Prompt
From the line containing "Task: indicate the metal" to the last line of the listing below, repeat every line exactly, and output nothing else.

Exercise inputs
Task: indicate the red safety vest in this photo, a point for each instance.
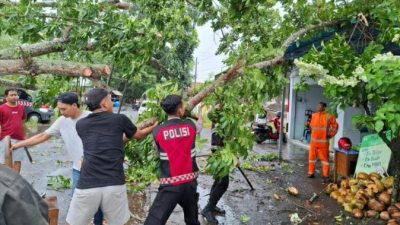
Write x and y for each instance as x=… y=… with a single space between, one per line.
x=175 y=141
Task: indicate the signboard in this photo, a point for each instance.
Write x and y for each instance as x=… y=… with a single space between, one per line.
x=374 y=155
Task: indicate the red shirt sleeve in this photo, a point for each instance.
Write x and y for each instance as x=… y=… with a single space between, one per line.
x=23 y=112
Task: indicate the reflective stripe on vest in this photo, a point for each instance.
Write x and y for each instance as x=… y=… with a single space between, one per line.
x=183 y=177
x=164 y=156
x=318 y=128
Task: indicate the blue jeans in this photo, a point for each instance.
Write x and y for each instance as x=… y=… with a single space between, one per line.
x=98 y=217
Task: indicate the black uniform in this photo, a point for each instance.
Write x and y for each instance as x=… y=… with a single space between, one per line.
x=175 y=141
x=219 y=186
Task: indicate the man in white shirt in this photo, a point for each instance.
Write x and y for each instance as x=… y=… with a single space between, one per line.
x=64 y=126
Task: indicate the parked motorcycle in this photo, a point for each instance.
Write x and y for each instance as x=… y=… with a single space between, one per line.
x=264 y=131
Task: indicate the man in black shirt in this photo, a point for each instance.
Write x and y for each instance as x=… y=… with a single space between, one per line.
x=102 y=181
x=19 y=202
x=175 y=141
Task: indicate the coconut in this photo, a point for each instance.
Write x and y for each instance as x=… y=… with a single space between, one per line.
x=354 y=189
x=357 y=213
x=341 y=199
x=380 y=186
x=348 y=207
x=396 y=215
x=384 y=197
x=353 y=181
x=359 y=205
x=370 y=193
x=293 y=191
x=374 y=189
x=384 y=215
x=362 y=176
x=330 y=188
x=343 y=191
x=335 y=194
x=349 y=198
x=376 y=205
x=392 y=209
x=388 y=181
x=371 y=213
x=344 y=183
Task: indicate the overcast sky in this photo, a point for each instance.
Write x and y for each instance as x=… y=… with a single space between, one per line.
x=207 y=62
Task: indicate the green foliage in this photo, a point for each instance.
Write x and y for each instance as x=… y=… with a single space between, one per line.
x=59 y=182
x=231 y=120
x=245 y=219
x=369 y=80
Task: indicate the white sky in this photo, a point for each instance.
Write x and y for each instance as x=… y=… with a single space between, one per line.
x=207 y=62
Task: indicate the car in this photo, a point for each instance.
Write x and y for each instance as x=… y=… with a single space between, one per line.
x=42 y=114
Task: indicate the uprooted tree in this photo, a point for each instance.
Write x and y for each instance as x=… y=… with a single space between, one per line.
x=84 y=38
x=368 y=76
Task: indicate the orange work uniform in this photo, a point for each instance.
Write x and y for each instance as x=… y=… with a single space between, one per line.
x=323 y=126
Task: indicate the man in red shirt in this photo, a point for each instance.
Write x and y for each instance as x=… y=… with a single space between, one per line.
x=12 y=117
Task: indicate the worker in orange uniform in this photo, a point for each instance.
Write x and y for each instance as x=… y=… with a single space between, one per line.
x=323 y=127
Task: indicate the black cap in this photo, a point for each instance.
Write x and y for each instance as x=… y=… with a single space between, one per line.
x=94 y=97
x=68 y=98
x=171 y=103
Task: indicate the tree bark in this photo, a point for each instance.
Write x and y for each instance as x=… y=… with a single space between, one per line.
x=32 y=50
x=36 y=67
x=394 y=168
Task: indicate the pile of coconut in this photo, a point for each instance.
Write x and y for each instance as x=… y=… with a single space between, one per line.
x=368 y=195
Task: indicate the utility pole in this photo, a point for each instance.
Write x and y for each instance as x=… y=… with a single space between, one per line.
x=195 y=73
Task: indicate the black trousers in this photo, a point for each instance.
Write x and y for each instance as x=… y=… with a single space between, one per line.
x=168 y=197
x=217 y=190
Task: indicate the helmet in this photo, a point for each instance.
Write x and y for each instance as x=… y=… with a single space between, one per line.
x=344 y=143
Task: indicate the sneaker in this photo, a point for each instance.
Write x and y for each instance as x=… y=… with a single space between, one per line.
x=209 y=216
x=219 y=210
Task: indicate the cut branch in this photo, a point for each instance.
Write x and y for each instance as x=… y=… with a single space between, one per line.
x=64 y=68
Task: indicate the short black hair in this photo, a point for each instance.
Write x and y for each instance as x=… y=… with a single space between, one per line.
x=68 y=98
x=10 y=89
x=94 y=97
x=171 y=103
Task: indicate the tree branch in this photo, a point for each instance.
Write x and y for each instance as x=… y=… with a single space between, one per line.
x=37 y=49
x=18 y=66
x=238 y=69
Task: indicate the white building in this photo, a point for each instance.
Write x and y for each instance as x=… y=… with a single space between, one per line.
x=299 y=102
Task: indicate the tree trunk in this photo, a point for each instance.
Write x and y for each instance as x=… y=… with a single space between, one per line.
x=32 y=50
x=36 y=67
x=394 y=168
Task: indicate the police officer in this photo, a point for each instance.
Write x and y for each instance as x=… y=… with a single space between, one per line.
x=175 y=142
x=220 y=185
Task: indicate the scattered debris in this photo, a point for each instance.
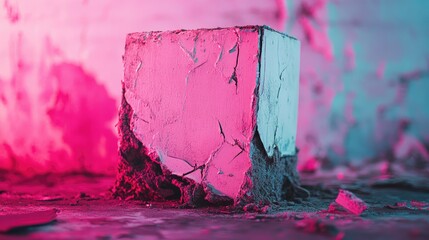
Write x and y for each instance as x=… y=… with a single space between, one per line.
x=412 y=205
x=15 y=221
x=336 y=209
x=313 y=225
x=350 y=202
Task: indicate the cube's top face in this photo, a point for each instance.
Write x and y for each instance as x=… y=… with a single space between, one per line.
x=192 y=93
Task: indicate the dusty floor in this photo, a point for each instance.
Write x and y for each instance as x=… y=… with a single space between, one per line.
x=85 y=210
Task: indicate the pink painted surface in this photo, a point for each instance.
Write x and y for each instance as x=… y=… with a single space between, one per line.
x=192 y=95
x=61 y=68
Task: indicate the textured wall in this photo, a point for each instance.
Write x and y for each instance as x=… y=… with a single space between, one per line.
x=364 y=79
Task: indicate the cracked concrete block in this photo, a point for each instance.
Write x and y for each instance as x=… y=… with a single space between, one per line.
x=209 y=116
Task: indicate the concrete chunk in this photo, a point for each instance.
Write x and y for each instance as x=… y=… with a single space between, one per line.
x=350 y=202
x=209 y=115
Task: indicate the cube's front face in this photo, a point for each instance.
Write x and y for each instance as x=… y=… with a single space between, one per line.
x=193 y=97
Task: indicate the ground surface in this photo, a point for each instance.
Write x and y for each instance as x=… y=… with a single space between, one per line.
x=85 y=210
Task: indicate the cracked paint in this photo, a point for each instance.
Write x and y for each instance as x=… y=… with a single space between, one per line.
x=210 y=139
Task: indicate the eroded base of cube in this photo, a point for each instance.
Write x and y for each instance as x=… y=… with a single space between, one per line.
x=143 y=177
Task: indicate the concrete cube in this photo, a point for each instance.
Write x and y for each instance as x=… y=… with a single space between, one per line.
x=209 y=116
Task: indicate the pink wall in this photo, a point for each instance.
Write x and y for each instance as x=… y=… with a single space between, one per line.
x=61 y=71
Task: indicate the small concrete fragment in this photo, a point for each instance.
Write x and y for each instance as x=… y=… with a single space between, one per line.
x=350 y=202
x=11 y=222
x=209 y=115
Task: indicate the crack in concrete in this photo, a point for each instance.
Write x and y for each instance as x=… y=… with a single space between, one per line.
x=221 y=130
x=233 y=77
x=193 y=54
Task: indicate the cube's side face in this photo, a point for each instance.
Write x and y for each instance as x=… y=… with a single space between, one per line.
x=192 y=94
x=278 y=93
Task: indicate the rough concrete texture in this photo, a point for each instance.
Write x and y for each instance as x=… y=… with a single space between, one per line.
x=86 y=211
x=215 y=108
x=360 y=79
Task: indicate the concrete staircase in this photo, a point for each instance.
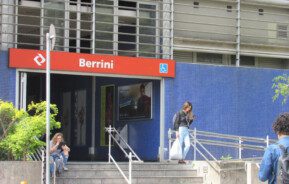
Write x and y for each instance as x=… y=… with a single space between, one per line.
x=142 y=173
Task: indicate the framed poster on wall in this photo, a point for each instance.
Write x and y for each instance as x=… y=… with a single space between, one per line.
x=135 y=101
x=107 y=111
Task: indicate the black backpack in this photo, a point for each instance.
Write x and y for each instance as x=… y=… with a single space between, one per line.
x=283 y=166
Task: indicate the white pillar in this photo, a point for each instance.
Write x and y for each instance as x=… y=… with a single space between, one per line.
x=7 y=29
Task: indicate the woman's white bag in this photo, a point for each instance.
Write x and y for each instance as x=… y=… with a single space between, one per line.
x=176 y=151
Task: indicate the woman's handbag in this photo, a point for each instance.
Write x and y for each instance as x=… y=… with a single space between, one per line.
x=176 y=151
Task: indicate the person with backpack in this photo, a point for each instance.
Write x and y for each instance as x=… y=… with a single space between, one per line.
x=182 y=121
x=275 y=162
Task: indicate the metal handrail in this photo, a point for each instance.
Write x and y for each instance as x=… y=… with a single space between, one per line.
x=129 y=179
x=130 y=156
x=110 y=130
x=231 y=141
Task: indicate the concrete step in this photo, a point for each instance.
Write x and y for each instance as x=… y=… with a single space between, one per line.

Reply to the task
Task: indicate the metal handrail in this photo, a point for each instance.
Write x and y for each instance as x=… y=… with a single space between, one per line.
x=129 y=179
x=130 y=156
x=110 y=130
x=231 y=141
Task: indicate the concrete step in this photo, a point for each instance.
Write x and y for each instance as x=… y=… with a single space between, one per line.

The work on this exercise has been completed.